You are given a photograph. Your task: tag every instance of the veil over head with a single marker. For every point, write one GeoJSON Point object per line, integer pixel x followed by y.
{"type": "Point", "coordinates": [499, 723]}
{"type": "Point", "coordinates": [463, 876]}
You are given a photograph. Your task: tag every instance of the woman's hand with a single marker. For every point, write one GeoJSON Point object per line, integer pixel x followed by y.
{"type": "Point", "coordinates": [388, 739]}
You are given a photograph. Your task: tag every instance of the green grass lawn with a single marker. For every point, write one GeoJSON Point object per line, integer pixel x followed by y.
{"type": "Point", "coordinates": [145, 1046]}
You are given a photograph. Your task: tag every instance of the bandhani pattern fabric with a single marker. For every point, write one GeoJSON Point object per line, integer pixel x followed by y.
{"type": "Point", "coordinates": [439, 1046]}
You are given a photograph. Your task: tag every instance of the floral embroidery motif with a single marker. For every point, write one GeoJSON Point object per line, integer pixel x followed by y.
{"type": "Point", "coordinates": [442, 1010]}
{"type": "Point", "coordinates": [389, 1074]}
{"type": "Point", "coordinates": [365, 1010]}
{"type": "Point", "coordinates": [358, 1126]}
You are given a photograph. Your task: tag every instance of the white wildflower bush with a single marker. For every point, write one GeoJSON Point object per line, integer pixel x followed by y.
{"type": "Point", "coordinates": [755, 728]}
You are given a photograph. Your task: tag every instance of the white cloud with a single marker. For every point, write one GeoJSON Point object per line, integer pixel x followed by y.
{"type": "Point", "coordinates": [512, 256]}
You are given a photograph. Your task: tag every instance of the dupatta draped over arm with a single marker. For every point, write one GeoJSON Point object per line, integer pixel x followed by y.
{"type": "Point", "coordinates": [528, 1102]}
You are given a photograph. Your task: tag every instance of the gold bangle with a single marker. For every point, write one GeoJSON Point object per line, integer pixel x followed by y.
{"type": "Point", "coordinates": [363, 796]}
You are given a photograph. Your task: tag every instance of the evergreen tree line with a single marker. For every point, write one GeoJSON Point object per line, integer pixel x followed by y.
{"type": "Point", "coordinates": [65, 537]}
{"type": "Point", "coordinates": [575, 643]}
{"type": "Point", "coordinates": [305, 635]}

▶ WHAT TO PRODUCE
Transcribe each of the records above exactly.

▶ RESULT FOR THIS TASK
You are given a photograph. Your task: tag every instance of the veil over head with a single marker. For every point, write one GeoJSON Point object per line, integer pixel x followed by y.
{"type": "Point", "coordinates": [499, 723]}
{"type": "Point", "coordinates": [463, 876]}
You are given a photograph. Your task: tag every instance of the woman's hand with a single marker. For every point, write one GeoJSON Point object per line, integer pixel x followed by y.
{"type": "Point", "coordinates": [388, 739]}
You are given a photograph. Your task: tag every instance of the green grass lawn with a single marker. For every point, write one GeoJSON Point object per line, integer pixel x followed by y.
{"type": "Point", "coordinates": [145, 1046]}
You are given a photograph. Your task: tag every instance of the bandhani pattern fabric with a single marker. For every point, write one GeoJSON Point object per line, integer pixel x followed by y.
{"type": "Point", "coordinates": [439, 1046]}
You are given a photograph. Your task: tag every instance of the floral embroidery motif with a single marker. For every point, write one GeoJSON Point object per line, integer pixel x followed by y.
{"type": "Point", "coordinates": [442, 1010]}
{"type": "Point", "coordinates": [389, 1074]}
{"type": "Point", "coordinates": [365, 1010]}
{"type": "Point", "coordinates": [358, 1126]}
You are given a photograph. Your task: tag every instance of the white wildflower bush with a single marker. For every point, write one GeoJSON Point object per line, integer pixel x followed by y.
{"type": "Point", "coordinates": [755, 728]}
You are given a photograph. Your task: tag every instance of the white cloud with a single marker. For every point, write one GeoJSON Point object per line, integer pixel x followed by y.
{"type": "Point", "coordinates": [512, 256]}
You are given a photograph. Your task: tag every instance of the dupatta draped over arm with a single marker. For every point, write one GeoJSON Point object per line, integer pixel x followed by y.
{"type": "Point", "coordinates": [528, 1102]}
You are given a photograph. Your task: tag every instance of the gold bangle with a single marker. For every point, write one GeoJSON Point object per line, integer pixel x followed by y.
{"type": "Point", "coordinates": [363, 796]}
You are given a photograph. Your task: tag every instance of the evergreen tree line with a single marker. For every point, write one GeoJSON Point object per line, integer pixel x followed by y.
{"type": "Point", "coordinates": [65, 537]}
{"type": "Point", "coordinates": [575, 643]}
{"type": "Point", "coordinates": [305, 635]}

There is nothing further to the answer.